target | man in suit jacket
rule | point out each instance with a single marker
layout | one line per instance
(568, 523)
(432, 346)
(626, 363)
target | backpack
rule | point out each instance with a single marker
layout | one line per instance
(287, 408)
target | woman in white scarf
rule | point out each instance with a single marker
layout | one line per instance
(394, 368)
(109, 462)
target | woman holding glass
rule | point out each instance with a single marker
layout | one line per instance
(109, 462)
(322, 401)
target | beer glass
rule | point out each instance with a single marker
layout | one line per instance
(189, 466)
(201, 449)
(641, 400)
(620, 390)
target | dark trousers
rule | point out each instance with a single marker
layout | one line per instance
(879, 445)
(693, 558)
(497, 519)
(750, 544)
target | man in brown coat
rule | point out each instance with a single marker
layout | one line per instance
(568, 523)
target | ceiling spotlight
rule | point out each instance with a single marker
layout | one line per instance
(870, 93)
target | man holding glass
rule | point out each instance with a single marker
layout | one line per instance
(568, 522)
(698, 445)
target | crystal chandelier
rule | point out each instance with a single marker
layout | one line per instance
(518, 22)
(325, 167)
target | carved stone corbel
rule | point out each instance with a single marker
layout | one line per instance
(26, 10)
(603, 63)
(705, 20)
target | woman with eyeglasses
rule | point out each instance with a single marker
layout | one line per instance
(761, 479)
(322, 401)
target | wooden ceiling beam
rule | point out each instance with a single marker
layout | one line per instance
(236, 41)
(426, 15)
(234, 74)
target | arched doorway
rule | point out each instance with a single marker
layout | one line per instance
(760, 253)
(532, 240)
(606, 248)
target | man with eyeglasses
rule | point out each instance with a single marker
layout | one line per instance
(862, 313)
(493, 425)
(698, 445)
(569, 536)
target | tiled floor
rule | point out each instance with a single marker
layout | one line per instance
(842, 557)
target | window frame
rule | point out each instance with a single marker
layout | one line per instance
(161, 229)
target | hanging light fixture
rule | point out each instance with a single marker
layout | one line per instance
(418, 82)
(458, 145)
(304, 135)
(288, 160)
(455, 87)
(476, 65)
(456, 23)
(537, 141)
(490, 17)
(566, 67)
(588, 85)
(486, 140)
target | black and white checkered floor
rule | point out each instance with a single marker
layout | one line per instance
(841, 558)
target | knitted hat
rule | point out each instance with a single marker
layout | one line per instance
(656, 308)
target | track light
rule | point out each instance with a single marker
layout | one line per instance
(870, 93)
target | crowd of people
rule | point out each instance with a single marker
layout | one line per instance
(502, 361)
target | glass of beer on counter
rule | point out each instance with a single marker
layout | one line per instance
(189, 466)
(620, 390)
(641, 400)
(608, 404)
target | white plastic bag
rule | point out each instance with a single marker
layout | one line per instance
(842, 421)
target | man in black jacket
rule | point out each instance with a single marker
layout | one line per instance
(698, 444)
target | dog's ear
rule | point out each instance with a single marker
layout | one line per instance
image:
▬▬▬▬▬▬▬▬▬▬
Rewrite all of the rows above, changing "single marker" to "single point" wherever it occurs and leaving everything else unchanged.

_Exercise result:_
target | man in suit jacket
rule | point out each instance with a single point
layout | one line per instance
(568, 523)
(432, 346)
(626, 363)
target | backpack
rule | point out each instance with a single point
layout | one line per instance
(287, 408)
target | woman in white scarf
rule | point out each instance with a single point
layout | one line per instance
(394, 368)
(109, 462)
target | woman holding glass
rule | point out each instance with a single point
layout | one line per instance
(109, 462)
(322, 401)
target | beer glass
rule | point out each instance with a single point
layout | one line per instance
(189, 466)
(201, 449)
(641, 400)
(620, 390)
target | dark trousers
rule | point out each instance with a single point
layout | one line per instance
(879, 445)
(693, 558)
(497, 519)
(750, 544)
target | man in brown coat
rule | point out each instance with a single point
layout | one line per instance
(568, 523)
target | ceiling spotlight
rule | point out each instance with a single point
layout | one line per instance
(870, 93)
target | man holding glass
rule | point out each instance with a single point
layout | one line per instance
(568, 522)
(698, 445)
target | crystal chandelier
rule | point out each instance with a single point
layout | one line per instance
(518, 22)
(325, 167)
target | carved stone corbel
rule | point out each instance with a single point
layout | one line per instance
(26, 10)
(603, 63)
(705, 20)
target | woman with eyeglasses
rule | point out each instance with a single point
layout | one line per instance
(761, 479)
(322, 401)
target | wooden ceiling beam
rule | point out each instance with a single point
layout | one line per instance
(236, 41)
(426, 15)
(234, 74)
target | arched doorway
rule | point out each instance with a single point
layout | one line per instance
(760, 253)
(532, 240)
(606, 248)
target | man with eyeglasses
rule | point out each instance with a single point
layout | one line per instance
(862, 313)
(493, 425)
(698, 445)
(569, 536)
target | tiled floor
rule | point out each instance with a single point
layout | one line per instance
(842, 557)
target | window frame
rule | point out each instance with a single point
layout | one line per instance
(161, 229)
target | hanging light fixture
rule | point out each instance with a single point
layout | one line per instance
(418, 82)
(458, 145)
(304, 135)
(288, 160)
(455, 87)
(476, 65)
(456, 23)
(537, 141)
(490, 17)
(566, 67)
(588, 85)
(486, 140)
target | black and white checkered floor
rule | point out each instance with a single point
layout | one line per instance
(841, 558)
target | knitted hat
rule | point out each instance with a single point
layout | one line per instance
(656, 308)
target | track light
rule | point out each instance with a single point
layout | one line per instance
(870, 93)
target | crowd of people
rule | point out each instance with a single point
layout | one line per instance
(502, 361)
target | glass of beer on counter
rule | point out each instance with a single point
layout | one line per instance
(189, 466)
(620, 390)
(641, 400)
(608, 404)
target | white plastic bag
rule | point out each instance with a single point
layout | one line per instance
(842, 421)
target | man in black jacket
rule | point out each instance with a single point
layout | one line per instance
(698, 444)
target | dog's ear
rule | point out each instance with a single point
layout | one line per instance
image:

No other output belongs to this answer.